-- begin SOURCE DATA --

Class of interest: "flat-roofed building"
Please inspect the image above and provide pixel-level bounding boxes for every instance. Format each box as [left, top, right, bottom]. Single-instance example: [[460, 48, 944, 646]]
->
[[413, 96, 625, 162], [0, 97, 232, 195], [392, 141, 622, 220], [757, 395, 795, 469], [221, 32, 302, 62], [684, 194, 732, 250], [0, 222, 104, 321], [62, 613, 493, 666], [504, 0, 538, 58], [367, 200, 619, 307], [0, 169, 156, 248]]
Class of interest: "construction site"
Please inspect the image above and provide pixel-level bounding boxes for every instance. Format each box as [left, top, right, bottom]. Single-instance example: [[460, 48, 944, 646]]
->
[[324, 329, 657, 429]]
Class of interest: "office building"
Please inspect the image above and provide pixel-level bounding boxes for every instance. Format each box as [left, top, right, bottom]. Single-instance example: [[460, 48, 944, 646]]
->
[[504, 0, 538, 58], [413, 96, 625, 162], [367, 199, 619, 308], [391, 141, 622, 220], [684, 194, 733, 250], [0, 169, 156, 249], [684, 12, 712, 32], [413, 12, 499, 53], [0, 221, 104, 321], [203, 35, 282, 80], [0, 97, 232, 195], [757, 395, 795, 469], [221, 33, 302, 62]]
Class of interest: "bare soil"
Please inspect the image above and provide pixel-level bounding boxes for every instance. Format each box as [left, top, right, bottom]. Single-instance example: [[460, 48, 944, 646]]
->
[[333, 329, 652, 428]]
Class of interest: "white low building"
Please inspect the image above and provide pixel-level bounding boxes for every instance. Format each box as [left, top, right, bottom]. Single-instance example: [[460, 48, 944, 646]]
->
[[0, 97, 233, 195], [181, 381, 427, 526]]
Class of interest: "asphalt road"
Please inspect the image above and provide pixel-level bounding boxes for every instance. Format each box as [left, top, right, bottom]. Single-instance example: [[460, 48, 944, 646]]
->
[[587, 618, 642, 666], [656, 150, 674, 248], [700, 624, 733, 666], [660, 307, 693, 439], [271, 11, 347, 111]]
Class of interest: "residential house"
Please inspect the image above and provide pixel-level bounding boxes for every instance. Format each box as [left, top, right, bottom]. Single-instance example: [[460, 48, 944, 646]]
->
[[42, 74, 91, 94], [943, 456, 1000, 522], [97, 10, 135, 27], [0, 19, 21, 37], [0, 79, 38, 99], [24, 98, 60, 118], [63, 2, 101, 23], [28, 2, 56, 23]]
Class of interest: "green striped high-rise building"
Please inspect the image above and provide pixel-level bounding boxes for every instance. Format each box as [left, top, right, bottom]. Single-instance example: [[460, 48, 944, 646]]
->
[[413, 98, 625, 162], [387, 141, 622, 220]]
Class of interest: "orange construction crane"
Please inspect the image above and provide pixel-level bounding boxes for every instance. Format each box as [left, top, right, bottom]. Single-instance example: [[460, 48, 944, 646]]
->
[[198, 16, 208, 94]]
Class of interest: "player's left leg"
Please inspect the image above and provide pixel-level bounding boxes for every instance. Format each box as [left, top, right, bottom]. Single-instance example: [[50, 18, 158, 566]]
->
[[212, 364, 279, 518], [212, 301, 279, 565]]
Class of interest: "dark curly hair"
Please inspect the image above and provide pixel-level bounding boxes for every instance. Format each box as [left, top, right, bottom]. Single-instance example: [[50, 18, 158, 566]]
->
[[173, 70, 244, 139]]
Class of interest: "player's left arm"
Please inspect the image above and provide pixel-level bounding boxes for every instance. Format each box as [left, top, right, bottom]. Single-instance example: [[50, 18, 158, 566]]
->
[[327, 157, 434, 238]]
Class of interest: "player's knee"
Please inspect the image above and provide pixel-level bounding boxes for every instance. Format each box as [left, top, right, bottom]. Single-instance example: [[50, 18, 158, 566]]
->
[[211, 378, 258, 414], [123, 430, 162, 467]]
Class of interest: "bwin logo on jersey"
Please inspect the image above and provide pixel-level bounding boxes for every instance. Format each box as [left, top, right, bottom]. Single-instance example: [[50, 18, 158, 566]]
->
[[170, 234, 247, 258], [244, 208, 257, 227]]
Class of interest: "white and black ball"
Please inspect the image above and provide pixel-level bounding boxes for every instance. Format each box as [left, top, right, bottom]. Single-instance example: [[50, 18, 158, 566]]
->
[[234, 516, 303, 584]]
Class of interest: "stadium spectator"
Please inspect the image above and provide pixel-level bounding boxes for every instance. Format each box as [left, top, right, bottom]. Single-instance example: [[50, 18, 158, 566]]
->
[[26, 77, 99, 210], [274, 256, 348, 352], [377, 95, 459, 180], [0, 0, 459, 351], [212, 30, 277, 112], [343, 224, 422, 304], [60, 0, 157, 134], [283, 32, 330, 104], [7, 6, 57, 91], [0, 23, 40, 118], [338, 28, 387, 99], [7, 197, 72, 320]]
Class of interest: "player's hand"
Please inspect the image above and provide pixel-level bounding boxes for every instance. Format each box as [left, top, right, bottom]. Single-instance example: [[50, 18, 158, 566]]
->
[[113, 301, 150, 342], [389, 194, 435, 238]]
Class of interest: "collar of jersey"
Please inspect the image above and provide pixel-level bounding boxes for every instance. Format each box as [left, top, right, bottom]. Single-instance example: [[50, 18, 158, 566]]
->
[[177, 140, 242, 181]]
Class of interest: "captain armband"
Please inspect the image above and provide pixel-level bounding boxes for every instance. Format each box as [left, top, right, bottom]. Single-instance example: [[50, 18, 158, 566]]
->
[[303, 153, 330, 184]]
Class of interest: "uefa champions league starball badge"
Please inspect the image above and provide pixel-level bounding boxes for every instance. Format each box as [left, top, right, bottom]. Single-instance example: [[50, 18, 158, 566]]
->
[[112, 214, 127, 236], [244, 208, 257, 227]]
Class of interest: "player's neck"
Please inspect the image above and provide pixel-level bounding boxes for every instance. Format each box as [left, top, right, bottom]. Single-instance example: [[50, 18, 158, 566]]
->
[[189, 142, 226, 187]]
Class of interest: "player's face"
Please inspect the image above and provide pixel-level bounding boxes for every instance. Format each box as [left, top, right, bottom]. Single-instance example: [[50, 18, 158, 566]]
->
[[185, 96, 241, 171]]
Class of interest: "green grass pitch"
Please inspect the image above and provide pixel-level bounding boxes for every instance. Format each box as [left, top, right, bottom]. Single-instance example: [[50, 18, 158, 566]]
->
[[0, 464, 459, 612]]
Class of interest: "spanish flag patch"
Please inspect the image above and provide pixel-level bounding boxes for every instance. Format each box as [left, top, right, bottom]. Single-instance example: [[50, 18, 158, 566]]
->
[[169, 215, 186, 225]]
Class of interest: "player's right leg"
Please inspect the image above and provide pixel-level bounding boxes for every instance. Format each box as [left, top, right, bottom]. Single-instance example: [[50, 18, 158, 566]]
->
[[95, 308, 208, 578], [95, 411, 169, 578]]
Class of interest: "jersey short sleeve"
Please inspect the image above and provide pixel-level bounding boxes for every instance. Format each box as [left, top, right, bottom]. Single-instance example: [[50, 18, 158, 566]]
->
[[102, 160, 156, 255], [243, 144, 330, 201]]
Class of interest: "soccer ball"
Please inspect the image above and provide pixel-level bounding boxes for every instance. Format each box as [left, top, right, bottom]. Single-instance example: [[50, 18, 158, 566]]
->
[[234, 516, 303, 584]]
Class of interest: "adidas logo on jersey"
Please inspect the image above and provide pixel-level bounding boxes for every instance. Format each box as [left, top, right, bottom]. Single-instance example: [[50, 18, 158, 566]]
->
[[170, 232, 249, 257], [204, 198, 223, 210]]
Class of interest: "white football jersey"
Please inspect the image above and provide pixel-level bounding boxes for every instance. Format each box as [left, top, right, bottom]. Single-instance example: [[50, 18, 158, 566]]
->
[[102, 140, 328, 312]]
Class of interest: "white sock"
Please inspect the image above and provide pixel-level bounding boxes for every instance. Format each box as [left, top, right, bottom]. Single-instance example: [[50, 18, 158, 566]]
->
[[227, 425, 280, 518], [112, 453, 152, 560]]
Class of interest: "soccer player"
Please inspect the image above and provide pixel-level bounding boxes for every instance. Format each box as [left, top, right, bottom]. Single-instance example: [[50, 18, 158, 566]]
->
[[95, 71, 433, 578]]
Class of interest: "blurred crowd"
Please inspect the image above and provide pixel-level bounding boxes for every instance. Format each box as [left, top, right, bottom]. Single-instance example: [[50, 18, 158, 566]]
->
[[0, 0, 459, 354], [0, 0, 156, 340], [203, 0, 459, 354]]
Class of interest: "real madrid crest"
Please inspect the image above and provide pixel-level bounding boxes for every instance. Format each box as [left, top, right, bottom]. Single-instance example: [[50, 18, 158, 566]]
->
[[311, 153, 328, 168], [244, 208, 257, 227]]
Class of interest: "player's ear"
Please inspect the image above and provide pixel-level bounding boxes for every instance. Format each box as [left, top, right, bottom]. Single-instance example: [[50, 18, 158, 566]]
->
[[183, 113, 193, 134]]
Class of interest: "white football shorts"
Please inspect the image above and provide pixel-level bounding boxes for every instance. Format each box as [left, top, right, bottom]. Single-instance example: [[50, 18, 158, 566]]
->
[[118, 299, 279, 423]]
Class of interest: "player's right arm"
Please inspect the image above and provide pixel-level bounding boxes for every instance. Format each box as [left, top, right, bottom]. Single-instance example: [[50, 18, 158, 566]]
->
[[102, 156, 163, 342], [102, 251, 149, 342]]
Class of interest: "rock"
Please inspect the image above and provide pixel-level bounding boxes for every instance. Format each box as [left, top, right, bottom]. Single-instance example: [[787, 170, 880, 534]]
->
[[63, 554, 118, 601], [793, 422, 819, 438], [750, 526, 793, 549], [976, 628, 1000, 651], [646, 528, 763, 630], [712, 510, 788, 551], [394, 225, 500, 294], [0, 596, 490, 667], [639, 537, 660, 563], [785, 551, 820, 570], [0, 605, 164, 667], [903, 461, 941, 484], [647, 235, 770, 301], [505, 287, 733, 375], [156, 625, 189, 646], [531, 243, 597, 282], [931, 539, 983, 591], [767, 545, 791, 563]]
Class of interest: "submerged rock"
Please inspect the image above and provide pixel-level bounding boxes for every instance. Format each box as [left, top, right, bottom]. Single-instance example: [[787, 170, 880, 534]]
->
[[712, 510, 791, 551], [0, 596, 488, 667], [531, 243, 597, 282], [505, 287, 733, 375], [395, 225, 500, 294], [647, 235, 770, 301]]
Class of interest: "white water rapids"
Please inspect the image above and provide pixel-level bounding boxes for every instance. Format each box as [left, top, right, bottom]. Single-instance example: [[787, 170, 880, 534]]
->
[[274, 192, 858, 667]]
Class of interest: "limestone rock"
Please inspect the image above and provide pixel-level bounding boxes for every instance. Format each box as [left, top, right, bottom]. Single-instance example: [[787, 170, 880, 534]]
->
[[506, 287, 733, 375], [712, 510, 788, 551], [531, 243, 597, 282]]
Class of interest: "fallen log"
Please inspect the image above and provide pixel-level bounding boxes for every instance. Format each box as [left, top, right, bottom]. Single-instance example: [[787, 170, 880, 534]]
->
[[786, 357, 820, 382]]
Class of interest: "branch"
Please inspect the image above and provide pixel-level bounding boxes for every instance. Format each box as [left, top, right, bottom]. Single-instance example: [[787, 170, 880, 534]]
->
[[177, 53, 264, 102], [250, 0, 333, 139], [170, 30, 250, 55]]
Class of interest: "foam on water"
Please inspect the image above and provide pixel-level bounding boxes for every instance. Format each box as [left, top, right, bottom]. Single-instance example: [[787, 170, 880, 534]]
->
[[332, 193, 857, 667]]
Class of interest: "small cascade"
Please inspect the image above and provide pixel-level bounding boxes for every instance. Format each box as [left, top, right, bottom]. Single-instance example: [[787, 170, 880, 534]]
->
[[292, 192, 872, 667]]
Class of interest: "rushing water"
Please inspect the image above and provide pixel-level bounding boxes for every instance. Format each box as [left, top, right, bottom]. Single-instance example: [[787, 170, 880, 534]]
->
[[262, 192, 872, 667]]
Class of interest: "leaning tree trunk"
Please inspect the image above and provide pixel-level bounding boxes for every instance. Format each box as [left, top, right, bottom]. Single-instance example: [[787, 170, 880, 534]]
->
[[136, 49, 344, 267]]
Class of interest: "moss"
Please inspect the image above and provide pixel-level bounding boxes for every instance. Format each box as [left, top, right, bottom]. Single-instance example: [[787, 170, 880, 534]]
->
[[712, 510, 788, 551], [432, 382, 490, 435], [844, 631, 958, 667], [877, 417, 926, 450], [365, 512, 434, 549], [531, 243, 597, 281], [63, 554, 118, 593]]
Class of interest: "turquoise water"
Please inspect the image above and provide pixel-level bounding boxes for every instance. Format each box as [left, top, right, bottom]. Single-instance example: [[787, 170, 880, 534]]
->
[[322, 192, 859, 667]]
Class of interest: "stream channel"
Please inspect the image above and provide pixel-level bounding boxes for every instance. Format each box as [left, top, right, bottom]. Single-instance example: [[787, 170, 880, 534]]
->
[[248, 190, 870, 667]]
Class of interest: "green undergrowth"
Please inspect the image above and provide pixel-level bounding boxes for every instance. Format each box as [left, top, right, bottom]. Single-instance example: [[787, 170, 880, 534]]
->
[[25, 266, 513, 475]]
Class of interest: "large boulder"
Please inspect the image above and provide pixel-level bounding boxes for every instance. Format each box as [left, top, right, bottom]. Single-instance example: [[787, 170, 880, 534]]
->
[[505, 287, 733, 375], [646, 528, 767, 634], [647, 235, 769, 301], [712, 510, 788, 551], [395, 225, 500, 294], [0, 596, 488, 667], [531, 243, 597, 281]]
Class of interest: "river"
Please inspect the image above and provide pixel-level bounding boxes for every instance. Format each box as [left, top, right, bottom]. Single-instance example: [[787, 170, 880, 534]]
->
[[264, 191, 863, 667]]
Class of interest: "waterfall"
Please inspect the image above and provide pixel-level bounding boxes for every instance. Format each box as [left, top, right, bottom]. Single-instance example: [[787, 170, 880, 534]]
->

-- end SOURCE DATA --

SHORT EXERCISE:
Turn the data above into a numbered list, beginning with its first line and continuing through the line containing "[[0, 97, 233, 195], [181, 381, 427, 526]]", both included, with any blank lines left out.

EXPECTED ANSWER:
1. Class of interest: "flat-roofed building"
2. Please inspect the image above and provide pixel-level bounding boxes for every instance. Format each box as [left, top, right, bottom]. Single-instance example: [[460, 48, 944, 646]]
3. ->
4. [[413, 96, 625, 162], [0, 97, 232, 195], [392, 141, 622, 220], [757, 395, 795, 469], [221, 32, 302, 62], [684, 194, 732, 250], [0, 222, 104, 321], [62, 613, 493, 666], [504, 0, 538, 58], [367, 200, 619, 307], [0, 169, 156, 248]]
5. Class of interest: "construction site"
6. Please inspect the image above and provide pixel-level bounding boxes for every instance. Format each box as [left, top, right, bottom]. Single-instance example: [[460, 48, 944, 646]]
7. ->
8. [[324, 329, 657, 429]]
9. Class of interest: "office building"
10. Please inspect the image above and provide pixel-level bounding boxes for every instance. Format each box as [left, top, right, bottom]. Single-instance example: [[460, 48, 944, 646]]
11. ->
12. [[504, 0, 538, 58], [413, 96, 625, 162], [367, 199, 619, 308], [391, 141, 622, 220], [684, 194, 733, 250], [0, 169, 156, 249], [684, 12, 712, 32], [413, 12, 499, 53], [0, 221, 104, 321], [203, 35, 282, 80], [0, 97, 232, 195], [757, 395, 795, 469], [221, 33, 302, 62]]
13. Class of interest: "bare soil"
14. Please inspect the image above and provide pixel-level bounding boxes for every instance. Format each box as [left, top, right, bottom]. Single-instance example: [[460, 48, 944, 646]]
15. ->
16. [[333, 329, 652, 428]]
17. Class of interest: "white low building"
18. Please inspect the image above and provide pixel-level bounding boxes for every instance. Format each box as [left, top, right, bottom]. Single-instance example: [[460, 48, 944, 646]]
19. ->
20. [[0, 97, 233, 195], [181, 381, 427, 526]]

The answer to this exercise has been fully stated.